*** Extract to read ***
Wealthy members of Congress are living the high life at taxpayer expense, while most of the rest of the country continues to suffer through one of the worst economic periods in our lifetimes. According to an analysis conducted by the Center for Responsive Politics earlier this year, more than half of the members of Congress are millionaires. This is the first time that this has ever happened in U.S. history. In addition, the same study found that a hundred members of Congress are actually worth at least five million dollars. We have a government of the wealthy, by the wealthy and for the wealthy, but as you will see below, that isn’t stopping members of Congress from wasting taxpayer money in some incredibly bizarre ways. Millions of dollars are being spent on “office expenses” and on the hair care needs of Senators, but very little is being done to stop this abuse. It is almost as if the American people have just accepted that this is how “big government” is supposed to operate.
No matter what your political affiliation is, it should bother you that we are overwhelmingly being represented by the very wealthy. We are supposed to be a government “of the people”, but instead Congress is rapidly becoming a millionaire’s club…
For the first time in history, most members of Congress are millionaires, according to a new analysis of personal financial disclosure data by the Center for Responsive Politics.
Of 534 current members of Congress, at least 268 had an average net worth of $1 million or more in 2012, according to disclosures filed last year by all members of Congress and candidates. The median net worth for the 530 current lawmakers who were in Congress as of the May filing deadline was $1,008,767 — an increase from the previous year when it was $966,000.
And this is true on both sides of the aisle. In fact, when you break the numbers down by political party, they come out almost exactly the same…
Breaking the numbers down further, congressional Democrats had a median net worth of $1.04 million, while congressional Republicans had a median net worth of almost exactly $1 million. In both cases, the figures are up from last year, when the numbers were $990,000 and $907,000, respectively.
Of course wealthy people should not be prevented from serving in Congress.
All Americans should have that opportunity.
But when it gets to the point that only wealthy people are being elected, then we have a major problem on our hands.
*** End of Extract to read ***
Required action = Rewrite the text on congressional wealth from "Of course wealthy" to "on our hands.", putting "affluent people" in place of "wealthy people".
*** Dataset ***
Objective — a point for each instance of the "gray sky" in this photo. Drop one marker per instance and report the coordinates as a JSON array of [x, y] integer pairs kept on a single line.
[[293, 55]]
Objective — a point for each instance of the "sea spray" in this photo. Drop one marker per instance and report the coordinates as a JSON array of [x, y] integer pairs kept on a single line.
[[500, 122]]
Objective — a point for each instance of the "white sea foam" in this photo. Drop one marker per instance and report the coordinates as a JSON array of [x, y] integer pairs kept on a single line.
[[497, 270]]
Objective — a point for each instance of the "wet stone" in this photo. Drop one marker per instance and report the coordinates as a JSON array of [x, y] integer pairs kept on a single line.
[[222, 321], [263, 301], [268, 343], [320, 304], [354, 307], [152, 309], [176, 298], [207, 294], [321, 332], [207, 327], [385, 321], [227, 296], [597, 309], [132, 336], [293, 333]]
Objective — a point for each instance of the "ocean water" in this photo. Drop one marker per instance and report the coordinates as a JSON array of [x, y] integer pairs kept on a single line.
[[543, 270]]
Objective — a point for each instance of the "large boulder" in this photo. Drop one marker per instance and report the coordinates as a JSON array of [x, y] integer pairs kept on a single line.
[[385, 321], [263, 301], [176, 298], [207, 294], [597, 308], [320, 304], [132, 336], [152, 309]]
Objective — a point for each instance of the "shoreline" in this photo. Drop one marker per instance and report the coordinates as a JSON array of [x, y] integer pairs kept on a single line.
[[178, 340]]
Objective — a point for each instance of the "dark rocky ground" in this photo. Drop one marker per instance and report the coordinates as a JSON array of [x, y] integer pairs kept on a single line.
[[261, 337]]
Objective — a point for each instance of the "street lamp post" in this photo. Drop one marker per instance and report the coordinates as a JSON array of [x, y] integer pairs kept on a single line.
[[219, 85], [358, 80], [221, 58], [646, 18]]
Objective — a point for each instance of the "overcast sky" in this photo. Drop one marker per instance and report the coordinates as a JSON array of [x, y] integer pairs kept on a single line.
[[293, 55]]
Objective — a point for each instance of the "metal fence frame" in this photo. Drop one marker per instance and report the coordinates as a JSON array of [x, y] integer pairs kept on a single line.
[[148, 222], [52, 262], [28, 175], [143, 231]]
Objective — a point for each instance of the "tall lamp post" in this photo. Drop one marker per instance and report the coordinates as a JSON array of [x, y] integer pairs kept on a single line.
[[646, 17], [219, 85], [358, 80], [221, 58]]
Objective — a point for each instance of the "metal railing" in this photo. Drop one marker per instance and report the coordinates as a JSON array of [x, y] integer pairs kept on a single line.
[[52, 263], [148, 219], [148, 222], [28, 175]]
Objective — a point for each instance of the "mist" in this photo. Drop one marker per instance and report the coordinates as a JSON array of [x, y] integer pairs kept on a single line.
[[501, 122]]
*** End of Dataset ***
*** Dataset ***
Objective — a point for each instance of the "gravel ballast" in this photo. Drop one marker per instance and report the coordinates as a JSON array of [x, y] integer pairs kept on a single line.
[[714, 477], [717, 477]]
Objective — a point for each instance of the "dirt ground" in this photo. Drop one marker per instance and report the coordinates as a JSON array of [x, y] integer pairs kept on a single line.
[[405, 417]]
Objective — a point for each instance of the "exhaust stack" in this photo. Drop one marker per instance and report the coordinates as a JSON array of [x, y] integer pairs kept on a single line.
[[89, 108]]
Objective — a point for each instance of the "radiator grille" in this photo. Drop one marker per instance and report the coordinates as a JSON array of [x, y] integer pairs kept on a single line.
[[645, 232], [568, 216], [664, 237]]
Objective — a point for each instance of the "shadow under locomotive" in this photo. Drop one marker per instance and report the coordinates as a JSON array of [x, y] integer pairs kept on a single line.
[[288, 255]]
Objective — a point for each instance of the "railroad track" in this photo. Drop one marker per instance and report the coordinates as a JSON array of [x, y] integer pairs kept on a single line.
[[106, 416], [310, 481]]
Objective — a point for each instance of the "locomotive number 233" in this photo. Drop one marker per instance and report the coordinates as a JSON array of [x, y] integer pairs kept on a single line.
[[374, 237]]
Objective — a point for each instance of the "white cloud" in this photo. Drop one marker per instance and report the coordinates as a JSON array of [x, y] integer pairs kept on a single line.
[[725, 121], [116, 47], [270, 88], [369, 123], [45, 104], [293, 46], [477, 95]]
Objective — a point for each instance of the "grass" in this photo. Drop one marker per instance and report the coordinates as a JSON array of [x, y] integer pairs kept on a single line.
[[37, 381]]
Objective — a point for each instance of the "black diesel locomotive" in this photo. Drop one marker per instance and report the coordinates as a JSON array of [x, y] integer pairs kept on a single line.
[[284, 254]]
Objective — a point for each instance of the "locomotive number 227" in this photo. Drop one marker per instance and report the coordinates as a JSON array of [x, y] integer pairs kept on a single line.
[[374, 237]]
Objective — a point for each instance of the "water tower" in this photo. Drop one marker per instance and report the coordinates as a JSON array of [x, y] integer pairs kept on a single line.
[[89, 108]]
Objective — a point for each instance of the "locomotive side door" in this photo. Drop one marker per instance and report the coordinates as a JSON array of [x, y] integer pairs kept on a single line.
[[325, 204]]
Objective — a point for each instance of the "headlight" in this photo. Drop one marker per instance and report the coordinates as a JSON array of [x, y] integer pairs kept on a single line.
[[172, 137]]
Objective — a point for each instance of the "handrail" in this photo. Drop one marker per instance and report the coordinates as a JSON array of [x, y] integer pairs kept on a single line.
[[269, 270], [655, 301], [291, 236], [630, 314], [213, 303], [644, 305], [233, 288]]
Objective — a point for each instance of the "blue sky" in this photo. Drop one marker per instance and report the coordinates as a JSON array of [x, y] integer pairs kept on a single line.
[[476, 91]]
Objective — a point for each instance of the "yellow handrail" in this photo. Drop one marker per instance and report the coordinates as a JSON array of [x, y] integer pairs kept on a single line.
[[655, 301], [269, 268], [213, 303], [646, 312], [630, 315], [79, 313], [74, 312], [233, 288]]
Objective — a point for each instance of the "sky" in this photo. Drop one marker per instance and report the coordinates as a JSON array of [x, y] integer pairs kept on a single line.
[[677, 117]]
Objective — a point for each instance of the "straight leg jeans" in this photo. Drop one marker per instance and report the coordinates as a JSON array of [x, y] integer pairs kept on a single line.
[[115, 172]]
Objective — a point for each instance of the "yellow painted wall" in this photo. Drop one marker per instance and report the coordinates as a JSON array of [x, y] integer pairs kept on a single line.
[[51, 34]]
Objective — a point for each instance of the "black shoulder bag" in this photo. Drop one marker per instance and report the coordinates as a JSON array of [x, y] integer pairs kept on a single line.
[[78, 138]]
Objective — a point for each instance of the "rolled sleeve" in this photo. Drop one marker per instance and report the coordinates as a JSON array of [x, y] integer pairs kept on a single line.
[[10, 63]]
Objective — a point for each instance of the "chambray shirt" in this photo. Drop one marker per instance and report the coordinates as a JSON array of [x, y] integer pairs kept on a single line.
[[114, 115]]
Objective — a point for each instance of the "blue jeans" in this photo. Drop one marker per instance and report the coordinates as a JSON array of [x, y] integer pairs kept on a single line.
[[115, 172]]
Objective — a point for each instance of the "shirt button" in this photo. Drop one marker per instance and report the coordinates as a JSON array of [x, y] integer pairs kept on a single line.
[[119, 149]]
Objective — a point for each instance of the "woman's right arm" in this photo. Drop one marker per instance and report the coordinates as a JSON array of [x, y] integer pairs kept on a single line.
*** End of Dataset ***
Expected output =
Of course affluent people should not be prevented from serving in Congress.
All Americans should have that opportunity.
But when it gets to the point that only affluent people are being elected, then we have a major problem on our hands.